» **Task details**:
Turn the lines starting at the one containing "Note: spot the white suv" and ending at the one containing "Note: spot the side" into a numbered list, skipping any blank lines. Include nothing from outside that range.

Start of Given data

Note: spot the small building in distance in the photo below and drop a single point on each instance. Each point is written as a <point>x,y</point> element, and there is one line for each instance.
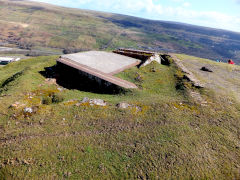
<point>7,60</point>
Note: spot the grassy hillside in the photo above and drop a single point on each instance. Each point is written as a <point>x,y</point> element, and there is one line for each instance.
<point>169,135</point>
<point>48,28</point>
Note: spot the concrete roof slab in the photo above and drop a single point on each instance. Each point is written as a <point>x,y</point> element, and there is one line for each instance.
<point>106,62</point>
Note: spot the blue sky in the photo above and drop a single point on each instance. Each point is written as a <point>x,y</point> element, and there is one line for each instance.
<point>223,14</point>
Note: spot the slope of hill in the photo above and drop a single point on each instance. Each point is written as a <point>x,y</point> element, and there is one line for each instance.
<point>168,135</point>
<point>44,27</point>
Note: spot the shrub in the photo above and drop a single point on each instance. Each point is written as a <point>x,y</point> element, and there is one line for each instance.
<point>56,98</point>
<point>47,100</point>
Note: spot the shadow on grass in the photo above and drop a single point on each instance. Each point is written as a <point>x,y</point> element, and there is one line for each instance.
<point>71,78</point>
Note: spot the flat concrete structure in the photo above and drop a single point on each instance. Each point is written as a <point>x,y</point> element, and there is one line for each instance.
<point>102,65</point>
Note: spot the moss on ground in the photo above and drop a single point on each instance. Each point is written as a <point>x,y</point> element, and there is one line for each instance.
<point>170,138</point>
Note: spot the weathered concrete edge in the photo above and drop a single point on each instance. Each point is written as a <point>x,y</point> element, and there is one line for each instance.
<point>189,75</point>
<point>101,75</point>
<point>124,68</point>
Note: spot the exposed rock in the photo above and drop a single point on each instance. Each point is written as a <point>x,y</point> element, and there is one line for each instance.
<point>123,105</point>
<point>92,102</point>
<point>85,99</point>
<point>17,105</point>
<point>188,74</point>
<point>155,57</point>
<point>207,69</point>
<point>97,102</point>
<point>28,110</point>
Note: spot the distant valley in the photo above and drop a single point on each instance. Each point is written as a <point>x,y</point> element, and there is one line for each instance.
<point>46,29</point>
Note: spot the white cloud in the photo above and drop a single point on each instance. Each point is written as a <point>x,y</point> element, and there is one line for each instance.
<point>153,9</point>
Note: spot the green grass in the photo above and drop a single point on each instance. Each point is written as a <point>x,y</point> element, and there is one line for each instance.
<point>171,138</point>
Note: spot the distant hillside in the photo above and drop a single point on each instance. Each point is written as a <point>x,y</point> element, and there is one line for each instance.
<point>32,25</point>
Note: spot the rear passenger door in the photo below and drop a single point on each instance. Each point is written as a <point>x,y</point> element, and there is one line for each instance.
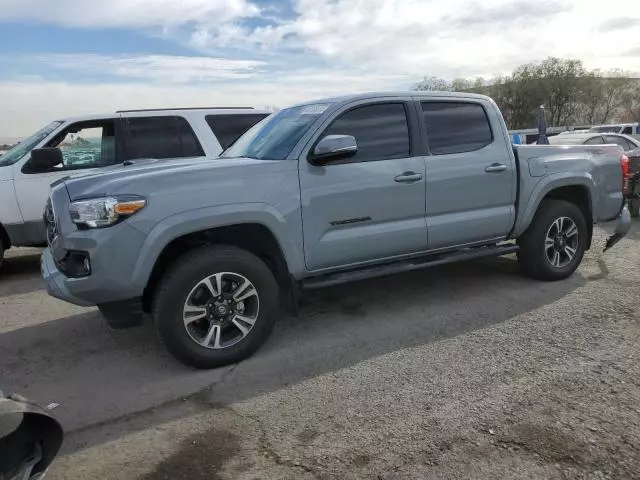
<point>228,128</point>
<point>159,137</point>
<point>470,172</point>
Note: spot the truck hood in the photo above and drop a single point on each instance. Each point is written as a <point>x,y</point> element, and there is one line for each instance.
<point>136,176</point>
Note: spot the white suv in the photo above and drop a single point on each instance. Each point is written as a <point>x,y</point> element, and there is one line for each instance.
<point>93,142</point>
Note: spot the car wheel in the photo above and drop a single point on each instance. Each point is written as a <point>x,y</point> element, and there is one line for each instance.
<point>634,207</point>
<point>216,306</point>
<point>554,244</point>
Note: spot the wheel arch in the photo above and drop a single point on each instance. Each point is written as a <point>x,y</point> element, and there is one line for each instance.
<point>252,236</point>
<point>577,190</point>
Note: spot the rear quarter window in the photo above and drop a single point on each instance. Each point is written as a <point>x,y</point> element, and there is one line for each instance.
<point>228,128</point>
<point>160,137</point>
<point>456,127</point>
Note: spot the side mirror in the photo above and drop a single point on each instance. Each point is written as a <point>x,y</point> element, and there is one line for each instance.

End of Given data
Start of Given data

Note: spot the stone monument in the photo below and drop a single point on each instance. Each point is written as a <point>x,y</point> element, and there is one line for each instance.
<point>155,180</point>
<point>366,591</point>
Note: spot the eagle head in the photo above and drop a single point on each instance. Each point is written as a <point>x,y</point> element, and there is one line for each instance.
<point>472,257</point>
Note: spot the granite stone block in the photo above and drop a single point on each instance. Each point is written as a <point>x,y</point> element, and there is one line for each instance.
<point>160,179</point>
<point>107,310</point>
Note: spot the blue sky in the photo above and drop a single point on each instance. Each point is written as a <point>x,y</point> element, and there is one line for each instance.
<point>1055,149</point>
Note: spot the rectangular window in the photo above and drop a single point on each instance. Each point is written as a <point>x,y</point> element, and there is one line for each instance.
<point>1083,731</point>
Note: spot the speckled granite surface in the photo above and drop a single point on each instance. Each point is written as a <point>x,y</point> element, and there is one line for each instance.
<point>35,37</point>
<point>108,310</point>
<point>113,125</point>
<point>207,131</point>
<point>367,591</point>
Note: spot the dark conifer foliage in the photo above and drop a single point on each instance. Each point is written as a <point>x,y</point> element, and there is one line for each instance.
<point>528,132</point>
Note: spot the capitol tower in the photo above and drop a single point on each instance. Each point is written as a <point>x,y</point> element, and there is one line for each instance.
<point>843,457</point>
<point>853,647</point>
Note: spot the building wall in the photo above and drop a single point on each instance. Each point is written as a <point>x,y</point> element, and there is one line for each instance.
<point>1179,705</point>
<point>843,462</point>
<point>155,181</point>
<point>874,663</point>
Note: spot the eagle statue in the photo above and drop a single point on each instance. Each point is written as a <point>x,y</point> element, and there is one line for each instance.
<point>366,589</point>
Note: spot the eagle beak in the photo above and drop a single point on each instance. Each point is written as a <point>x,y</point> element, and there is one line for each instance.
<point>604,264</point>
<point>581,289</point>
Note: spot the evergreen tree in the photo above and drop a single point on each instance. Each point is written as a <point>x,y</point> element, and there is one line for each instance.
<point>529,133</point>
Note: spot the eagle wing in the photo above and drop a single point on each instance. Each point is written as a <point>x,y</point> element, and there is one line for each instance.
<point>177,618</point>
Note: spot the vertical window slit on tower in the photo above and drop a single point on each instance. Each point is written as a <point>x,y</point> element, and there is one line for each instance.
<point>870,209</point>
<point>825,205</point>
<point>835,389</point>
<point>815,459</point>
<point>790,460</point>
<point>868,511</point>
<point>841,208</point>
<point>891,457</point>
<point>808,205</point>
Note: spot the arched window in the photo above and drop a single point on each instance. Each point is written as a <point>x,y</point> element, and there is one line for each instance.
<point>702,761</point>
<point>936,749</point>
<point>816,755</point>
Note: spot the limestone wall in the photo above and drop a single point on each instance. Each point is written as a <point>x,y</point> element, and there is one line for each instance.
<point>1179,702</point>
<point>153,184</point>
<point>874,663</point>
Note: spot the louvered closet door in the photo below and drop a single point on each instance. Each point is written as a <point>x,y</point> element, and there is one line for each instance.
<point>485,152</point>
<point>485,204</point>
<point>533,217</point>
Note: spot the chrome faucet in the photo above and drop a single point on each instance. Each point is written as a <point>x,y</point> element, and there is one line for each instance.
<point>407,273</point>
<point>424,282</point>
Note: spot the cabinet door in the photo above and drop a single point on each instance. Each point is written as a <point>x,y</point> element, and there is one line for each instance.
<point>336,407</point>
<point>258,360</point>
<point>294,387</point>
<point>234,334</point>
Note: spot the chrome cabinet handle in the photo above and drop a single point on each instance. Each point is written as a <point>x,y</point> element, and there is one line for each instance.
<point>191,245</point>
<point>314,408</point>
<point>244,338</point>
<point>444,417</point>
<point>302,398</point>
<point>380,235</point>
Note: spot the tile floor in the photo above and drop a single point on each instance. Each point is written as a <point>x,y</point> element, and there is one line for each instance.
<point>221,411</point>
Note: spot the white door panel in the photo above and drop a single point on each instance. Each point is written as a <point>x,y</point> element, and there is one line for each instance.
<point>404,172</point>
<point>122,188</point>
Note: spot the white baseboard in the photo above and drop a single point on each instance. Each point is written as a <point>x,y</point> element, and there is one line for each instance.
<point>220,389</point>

End of Given data

» **Task response**:
1. Note: spot the white suv in the photo above and drop a single point on each instance. Each point is written as a <point>x,y</point> element, and there is one line for each instance.
2. <point>93,142</point>
3. Note: spot the car wheel in the photo above and drop a single point on each instance. Each point is written as a <point>x,y</point> element, and there is one line for each instance.
4. <point>634,207</point>
5. <point>216,306</point>
6. <point>554,244</point>
7. Note: spot the wheel arch in the photo above and drop a single point on each instance. Each point is written as a <point>x,y</point> element, and there is one line for each instance.
8. <point>252,236</point>
9. <point>577,190</point>
10. Note: spot the rear quarter window in the photo above and drop a single point on each instance. Each point is written as a <point>x,y</point> element, and there is one line for each instance.
11. <point>228,128</point>
12. <point>160,137</point>
13. <point>456,127</point>
14. Note: spot the side mirror in the photo above and drop a single point on each instance. Each point is written as a <point>x,y</point> element, and there is one line for each instance.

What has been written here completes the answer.